▶ [EXERCISE PROMPT]:
Reproduce each of the records below verbatim, line for line, with no alterations.

▶ [SOURCE RECORDS]:
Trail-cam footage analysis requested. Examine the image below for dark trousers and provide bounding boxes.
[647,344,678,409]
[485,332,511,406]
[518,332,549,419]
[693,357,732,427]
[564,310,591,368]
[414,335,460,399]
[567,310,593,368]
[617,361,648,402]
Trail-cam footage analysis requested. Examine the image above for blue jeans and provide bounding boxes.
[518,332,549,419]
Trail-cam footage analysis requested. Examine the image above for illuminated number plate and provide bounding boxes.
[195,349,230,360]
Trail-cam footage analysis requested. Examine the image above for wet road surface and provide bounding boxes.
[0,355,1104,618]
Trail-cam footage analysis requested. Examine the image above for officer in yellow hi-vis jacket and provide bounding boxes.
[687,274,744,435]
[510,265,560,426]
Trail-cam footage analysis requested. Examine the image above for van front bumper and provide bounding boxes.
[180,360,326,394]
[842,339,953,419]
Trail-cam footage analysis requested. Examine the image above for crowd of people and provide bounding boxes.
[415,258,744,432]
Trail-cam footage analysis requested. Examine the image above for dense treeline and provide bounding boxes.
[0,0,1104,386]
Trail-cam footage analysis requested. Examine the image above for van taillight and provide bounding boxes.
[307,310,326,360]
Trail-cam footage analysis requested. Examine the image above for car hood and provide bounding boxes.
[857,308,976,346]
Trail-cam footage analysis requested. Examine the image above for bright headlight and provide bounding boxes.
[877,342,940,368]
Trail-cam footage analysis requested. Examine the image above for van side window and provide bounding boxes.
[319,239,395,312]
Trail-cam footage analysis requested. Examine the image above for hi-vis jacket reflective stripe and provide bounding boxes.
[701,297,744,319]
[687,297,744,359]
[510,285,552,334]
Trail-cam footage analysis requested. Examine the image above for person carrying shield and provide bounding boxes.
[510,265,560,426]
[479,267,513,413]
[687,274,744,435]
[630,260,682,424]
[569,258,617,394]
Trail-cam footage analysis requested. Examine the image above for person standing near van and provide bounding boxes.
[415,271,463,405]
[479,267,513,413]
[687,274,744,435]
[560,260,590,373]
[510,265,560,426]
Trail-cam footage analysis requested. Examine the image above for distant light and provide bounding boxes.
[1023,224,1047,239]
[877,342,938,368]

▶ [RESPONSE TO THE TASK]:
Trail-cam footage analysis requested. Examine the image below for dark trousers and provide bounding boxes.
[647,344,678,409]
[485,332,511,406]
[518,332,549,419]
[693,357,732,427]
[564,310,591,368]
[414,335,460,399]
[567,310,593,368]
[617,361,648,402]
Trail-cam footage analysis requested. Examine the image above for blue jeans and provide bounding boxes.
[518,332,549,419]
Trail-cam footage analysis requested. Examine the image above for illuminated number plate and provide bounding boxes.
[195,349,230,360]
Trail-cam footage analysis requested. Examine the image above for wet road surface and provide bounding boxes.
[0,355,1104,618]
Trail-cam footage analysis requested. Examine the image above for officer in yellow hi-vis jacket and provide bounding boxes.
[687,274,744,435]
[510,265,560,426]
Trail-cam footage analysis requested. Examine the image above for van front bumper and provide bounding boxes.
[180,360,326,394]
[842,339,953,419]
Trail-cam footage analysis requested. Examine the image above for crowd of people and provide bounding boxes.
[415,258,744,432]
Trail-cam footage analysis requested. Examine the image above for dense treeline and provide bounding boxes.
[0,0,1104,386]
Trail-cam footage analysis requested. Examine the image above for van taillight and provide bounding boxes.
[307,310,326,360]
Trail-cam footage analysis requested. Examine the image above for car hood and provide bounding boxes.
[857,308,976,346]
Trail-cam footage analysis requested. Examine the image above for bright headlight and provide bounding boxes.
[877,342,940,368]
Trail-cam footage analysis requested. Examine the image above for van side window and provide bounding boxes.
[319,239,395,312]
Trail-cam footage analysis requested. Examine the image above for hi-vis jacket reflective stripe and provide bounding boxes.
[701,297,744,319]
[687,297,744,359]
[510,285,552,334]
Trail-cam footage analysis requested. Examine the image above for person carrying shield and provide bounding boxes.
[510,265,560,426]
[479,267,513,413]
[687,274,744,435]
[630,260,682,424]
[569,258,617,394]
Trail-cam footage analysis requested. Examine the image above for person standing near van and provide bounding boxes.
[415,271,463,405]
[479,267,513,413]
[687,274,744,435]
[560,260,590,373]
[510,265,560,426]
Trail-cam footage analysis requested. Examine the image above for distant light and provide bounding boxes.
[1023,224,1047,239]
[877,342,938,368]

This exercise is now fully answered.